→ **Objective**
Copy the data precisely, keeping every character.

[Point annotation records]
——

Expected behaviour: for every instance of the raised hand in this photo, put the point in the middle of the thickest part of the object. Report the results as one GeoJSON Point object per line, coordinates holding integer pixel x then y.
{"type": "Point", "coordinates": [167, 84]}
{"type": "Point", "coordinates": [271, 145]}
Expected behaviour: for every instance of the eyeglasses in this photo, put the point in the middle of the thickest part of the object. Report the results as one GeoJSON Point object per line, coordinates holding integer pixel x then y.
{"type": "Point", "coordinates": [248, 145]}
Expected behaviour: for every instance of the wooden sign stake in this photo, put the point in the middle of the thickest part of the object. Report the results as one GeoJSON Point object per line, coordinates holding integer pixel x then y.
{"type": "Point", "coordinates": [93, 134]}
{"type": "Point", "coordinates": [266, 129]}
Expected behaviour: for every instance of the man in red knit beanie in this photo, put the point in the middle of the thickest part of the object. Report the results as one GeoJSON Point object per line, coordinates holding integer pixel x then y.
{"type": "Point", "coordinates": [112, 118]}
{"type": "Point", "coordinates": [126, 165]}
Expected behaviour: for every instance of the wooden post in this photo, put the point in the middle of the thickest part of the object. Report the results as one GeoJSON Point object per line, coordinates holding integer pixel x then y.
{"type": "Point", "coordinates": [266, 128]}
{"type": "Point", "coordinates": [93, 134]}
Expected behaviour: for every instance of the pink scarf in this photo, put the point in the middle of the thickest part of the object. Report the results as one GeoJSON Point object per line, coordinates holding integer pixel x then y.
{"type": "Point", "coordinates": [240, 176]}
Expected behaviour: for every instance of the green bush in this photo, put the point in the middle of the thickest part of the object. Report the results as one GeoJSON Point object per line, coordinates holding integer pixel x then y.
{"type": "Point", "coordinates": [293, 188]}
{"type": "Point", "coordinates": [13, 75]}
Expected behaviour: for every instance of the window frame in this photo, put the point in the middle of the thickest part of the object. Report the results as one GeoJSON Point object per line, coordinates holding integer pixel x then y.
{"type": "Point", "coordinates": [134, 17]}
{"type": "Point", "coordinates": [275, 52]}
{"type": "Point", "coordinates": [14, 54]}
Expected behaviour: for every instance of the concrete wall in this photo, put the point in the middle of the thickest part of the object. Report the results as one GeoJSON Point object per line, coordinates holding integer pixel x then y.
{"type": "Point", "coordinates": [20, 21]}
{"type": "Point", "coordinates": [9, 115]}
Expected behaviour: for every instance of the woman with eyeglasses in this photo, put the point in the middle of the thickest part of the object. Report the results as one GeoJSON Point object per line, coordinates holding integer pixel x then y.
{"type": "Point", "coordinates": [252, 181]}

——

→ **In response**
Expected behaviour: for every instance of the raised hand in this photo, put the point in the middle of the thickest part of the object. Report the results as one GeoJSON Point object per line, coordinates holding integer pixel x then y.
{"type": "Point", "coordinates": [167, 84]}
{"type": "Point", "coordinates": [271, 145]}
Expected behaviour: for every instance of the eyeglasses in this photo, put the point in the middle of the thickest part of the object. Report the results as one GeoJSON Point object per line, coordinates holding integer pixel x then y.
{"type": "Point", "coordinates": [248, 145]}
Expected behaviour: for every instance of the wooden sign stake in this photo, put the point in the middle of the thickest part of the object. Report the results as one GeoJSON Point object per line, coordinates holding integer pixel x then y.
{"type": "Point", "coordinates": [93, 134]}
{"type": "Point", "coordinates": [266, 129]}
Expected behaviour: for every instance of the man in red knit beanie in this photo, put the point in the middle of the thickest part of the object. Report the results as one GeoJSON Point object per line, coordinates holding integer pixel x then y.
{"type": "Point", "coordinates": [112, 118]}
{"type": "Point", "coordinates": [126, 165]}
Expected behaviour: for every instance of the wooden post in this photo, put the point in the middle of the thickest part of the object. Report the results as one GeoJSON Point object per line, coordinates holding integer pixel x then y.
{"type": "Point", "coordinates": [266, 128]}
{"type": "Point", "coordinates": [93, 134]}
Expected behaviour: for every instance of the pink scarf in this photo, put the point in the middle of the thickest part of the object. Report the results as one GeoJSON Point object per line, coordinates holding integer pixel x then y.
{"type": "Point", "coordinates": [240, 176]}
Expected behaviour: for every instance of the green bush in this photo, put the point in the middle of the thickest part of the object. Report the results as one GeoJSON Point object per line, coordinates holding integer pixel x then y.
{"type": "Point", "coordinates": [293, 188]}
{"type": "Point", "coordinates": [13, 75]}
Expected behaviour: for every instance of the window frame in this photo, put the point in the middle of the thickest part of the object. Report the results as one GeoJSON Point object per line, coordinates holding integer pixel x then y.
{"type": "Point", "coordinates": [134, 17]}
{"type": "Point", "coordinates": [275, 52]}
{"type": "Point", "coordinates": [14, 54]}
Expected behaviour: for every instance of the concrete wall in this photo, put the point in the middle of the thickest part of the object. Report the results as one GeoJSON Point object per line, coordinates holding integer pixel x then y.
{"type": "Point", "coordinates": [20, 21]}
{"type": "Point", "coordinates": [9, 115]}
Expected behaviour: for every instance of the woman with eyeglasses in this photo, put the point in the middle of the thickest part of the object. Report the results as one GeoJSON Point object per line, coordinates holding integer pixel x then y.
{"type": "Point", "coordinates": [252, 181]}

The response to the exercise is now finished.